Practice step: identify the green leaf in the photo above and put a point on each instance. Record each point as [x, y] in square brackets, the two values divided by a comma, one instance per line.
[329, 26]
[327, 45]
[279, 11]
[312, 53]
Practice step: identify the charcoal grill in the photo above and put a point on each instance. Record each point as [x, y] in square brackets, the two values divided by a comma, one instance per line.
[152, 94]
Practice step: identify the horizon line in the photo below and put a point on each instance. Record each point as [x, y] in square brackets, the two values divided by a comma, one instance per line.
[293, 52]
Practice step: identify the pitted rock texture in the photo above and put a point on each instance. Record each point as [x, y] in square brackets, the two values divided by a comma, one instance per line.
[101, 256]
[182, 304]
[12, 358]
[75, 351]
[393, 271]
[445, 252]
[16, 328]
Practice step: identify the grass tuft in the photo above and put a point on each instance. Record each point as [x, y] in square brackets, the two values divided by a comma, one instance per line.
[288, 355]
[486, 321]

━━━━━━━━━━

* **Problem**: Return all of the material verbatim, with no line left out.

* **Your solution**:
Practice step: identify the green leaf in the photo above and put a point on each instance. Record each point as [x, y] in square brackets, the two values divided by a comma, one instance per line.
[329, 26]
[327, 45]
[279, 11]
[312, 53]
Practice step: identify the charcoal grill in the photo above and put a point on each instance. Record each point as [x, y] in square brackets, the two values divided by a comma, one instance per line.
[152, 94]
Practice step: identify the horizon line in the photo below and put a point on each instance. Record each point as [x, y] in square brackets, the two values divided by a comma, one instance per line.
[293, 52]
Practice step: identify the pitted rock texture in the photo above and put a point on each instance. Record each point as [x, y] in square brackets, the two values divided by a comma, one instance per line.
[101, 256]
[182, 304]
[12, 358]
[75, 351]
[393, 271]
[445, 252]
[16, 328]
Practice step: identify the grass tuft in the photo above and put a point on each instance. Record each point as [x, y] in square brackets, the two values divided by a comma, one instance per line.
[288, 355]
[486, 321]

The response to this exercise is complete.